§ 課題の内容
1. 国家試験の出題についての抜粋文によると,近年の国家試験ではどのような問題が出題されるようになってきていますか。
2. 国家試験の出題についての抜粋文の最後の文に続けて,その先の文章を書きなさい。

§ 抜粋文
■ ■ ■

近年の国家試験では,法の目的や理念を問う問題が出題されるようになってきています。
しかし,その方の内容がわかっていれば対応できるので,あえて覚えることは必要ではないように思います。
問題で確認してみます。
第33回・問題22
社会福祉法で規定された福祉サービスの基本的理念に関する次の記述のうち,正しいものを1つ選びなさい。
1 個人の尊厳の保持を旨とし,その内容は,福祉サービスの利用者が心身ともに健やかに育成され,又はその有する能力に応じ自立した日常生活を営むことができるように支援するものとして,良質かつ適切なものでなければならない。
2 全ての国民が,障害の有無にかかわらず,等しく基本的人権を享有するかけがえのない個人として尊重される。
3 国が生活に困窮するすべての国民に対し,その困窮の程度に応じ,必要な保護を行い,その最低限度の生活を保障するとともに,その自立を助長する。
4 地域の実情に応じて,高齢者が,可能な限り,住み慣れた地域でその有する能力に応じ自立した日常生活を営むことができるよう,医療,介護,介護予防,住まい及び自立した日常生活の支援が包括的に確保される。
5 老齢,障害又は死亡によって国民生活の安定がそこなわれることを国民の共同連帯によって防止し,もって健全な国民生活の維持及び向上に寄与する。
この問題が出題されたときに受験した人は,この問題を見て慌てたのではないかと思います。
どれだけ勉強しても,新しい出題スタイルのものが出題されます。
そういったものを目にしても心が折れないように,強い気持ちをもつことがとても大切です。

■ ■ ■

§ 学習資料

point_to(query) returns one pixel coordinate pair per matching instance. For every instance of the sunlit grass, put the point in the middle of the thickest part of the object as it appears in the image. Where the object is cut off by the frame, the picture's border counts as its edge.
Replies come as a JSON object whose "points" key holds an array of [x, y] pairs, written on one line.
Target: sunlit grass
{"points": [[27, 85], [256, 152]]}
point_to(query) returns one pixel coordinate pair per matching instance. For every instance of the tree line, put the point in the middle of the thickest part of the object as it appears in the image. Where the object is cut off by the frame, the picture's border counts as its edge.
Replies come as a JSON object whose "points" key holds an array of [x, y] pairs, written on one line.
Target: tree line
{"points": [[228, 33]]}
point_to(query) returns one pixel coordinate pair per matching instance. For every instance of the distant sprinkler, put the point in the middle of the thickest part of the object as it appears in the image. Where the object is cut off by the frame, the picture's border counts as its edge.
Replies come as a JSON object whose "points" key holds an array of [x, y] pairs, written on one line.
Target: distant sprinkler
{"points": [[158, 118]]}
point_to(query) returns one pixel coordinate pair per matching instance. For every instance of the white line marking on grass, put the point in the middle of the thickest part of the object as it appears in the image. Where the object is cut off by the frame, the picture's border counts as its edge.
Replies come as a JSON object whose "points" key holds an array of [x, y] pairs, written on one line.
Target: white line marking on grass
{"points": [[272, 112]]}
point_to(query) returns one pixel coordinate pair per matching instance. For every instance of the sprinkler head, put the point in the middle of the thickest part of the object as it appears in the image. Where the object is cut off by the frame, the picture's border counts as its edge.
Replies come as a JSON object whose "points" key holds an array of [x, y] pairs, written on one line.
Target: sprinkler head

■ ■ ■

§ 解答一覧
1. 法の目的や理念を問う問題です。

2.
それでは,解説です。
1 個人の尊厳の保持を旨とし,その内容は,福祉サービスの利用者が心身ともに健やかに育成され,又はその有する能力に応じ自立した日常生活を営むことができるように支援するものとして,良質かつ適切なものでなければならない。
これが正解です。
設問に「福祉サービスの基本的理念」とあり,この選択肢の中に「福祉サービス」が含まれています。
そのため,知識がなくても,この選択肢を選ぶことができます。
しかし,おそらく今後は,こんなヒントを含めては出題されないでしょう。
とは言っても,法の内容がわかれば何とかなる出題です。
それでは,正解以外のものも解説します。
2 全ての国民が,障害の有無にかかわらず,等しく基本的人権を享有するかけがえのない個人として尊重される。
「障害」が含まれているので,障害系の法律でと推測することができます。
この規定は,そのうちの障害者基本法のものです。
3 国が生活に困窮するすべての国民に対し,その困窮の程度に応じ,必要な保護を行い,その最低限度の生活を保障するとともに,その自立を助長する。
「最低限度の生活を保障」と「自立を助長」は,生活保護の目的です。
つまり,この規定は,生活保護法のものです。
4 地域の実情に応じて,高齢者が,可能な限り,住み慣れた地域でその有する能力に応じ自立した日常生活を営むことができるよう,医療,介護,介護予防,住まい及び自立した日常生活の支援が包括的に確保される。
医療,介護,介護予防,住まいといったものから,地域包括ケアシステムが推測できます。
この規定は,「持続可能な社会保障制度の確立を図るための改革の推進に関する法律」(社会保障制度改革プログラム法)のものです。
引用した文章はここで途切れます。